─── Excerpted passage

Newark families could have a harder time applying to certain schools this year if changes sought by the district’s new superintendent spur some charter schools to pull out of the city’s common enrollment system, charter advocates say.
Superintendent Roger León is pushing for the system to no longer assign schools extra students to offset attrition over the summer, according to people briefed on negotiations over the enrollment system. The practice, known as “overmatching,” helps both district and charter schools plan for the coming year, but it also ensures that charter schools fill their seats — something León appears less willing to help with than his charter-friendly predecessors.
The dispute means that district and charter leaders are still hashing out rules for the five-year-old common enrollment system just weeks before applications are due to open. Now, some charter schools are considering withdrawing entirely — potentially triggering a return to the fragmented application process families faced before universal enrollment launched in 2013, charter proponents say.
“Realistically, it’s possible that could happen,” said one of the people briefed on the talks who, like the others, asked to remain anonymous while negotiations continue. “We’re really late in the game right now.”

──────

Work instructions:
[a] In the Newark enrollment article, what is the practice of assigning schools extra students to offset summer attrition called?
[b] Please carry on writing the Newark enrollment article from its last sentence.
The material below comes from a different source.

─── Raw data

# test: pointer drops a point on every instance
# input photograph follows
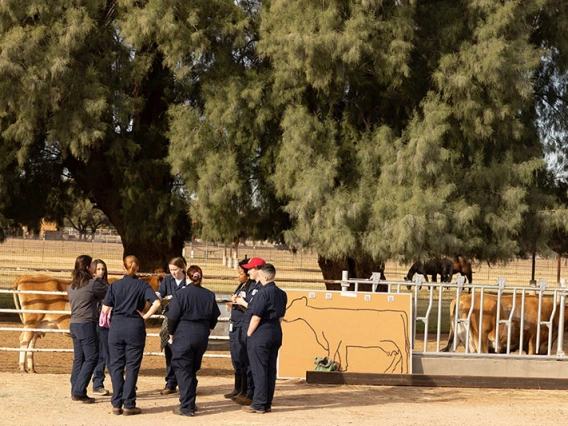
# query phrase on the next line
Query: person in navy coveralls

──────

Responses for each task:
[a] Overmatching.

[b]
The dustup marks another instance where León appears eager to roll back his predecessors’ policies — even if it means moving quickly, before all the potential consequences are known.
On the first day of classes, he told principals he was eliminating extra hours for struggling schools, forcing them to scramble to reset their schedules. And before even taking office on July 1, he pushed out dozens of top officials — a move the school board, which was not consulted in advance, partially blocked.
One of those officials was the district’s head of enrollment, Gabrielle Ramos-Solomon. She oversaw the universal enrollment system, called “Newark Enrolls,” which lets families apply to most of the city’s traditional, magnet, and charter schools using a single application. After a chaotic launch that outraged many parents, the system today gets high marks on user surveys. Yet it remains controversial among critics of charter schools who view it little more than a ploy to funnel students into the privately managed schools.
One feature of the system is that it assigns schools — both charter and district — more students than they have space for. This “overmatching” is done to account for the attrition that occurs each year as some students leave the city or decamp to private or county schools. A former district official estimated that most schools lose between 5 to 20 percent of their assigned students that way.
Now, overmatching has become a sticking point in the negotiations, according to those with knowledge of the talks, as León has proposed ending the practice.
It is unclear why, and the district did not make León available for an interview. One possibility is that doing so might appease critics without dismantling common enrollment, which León has said he wants to keep.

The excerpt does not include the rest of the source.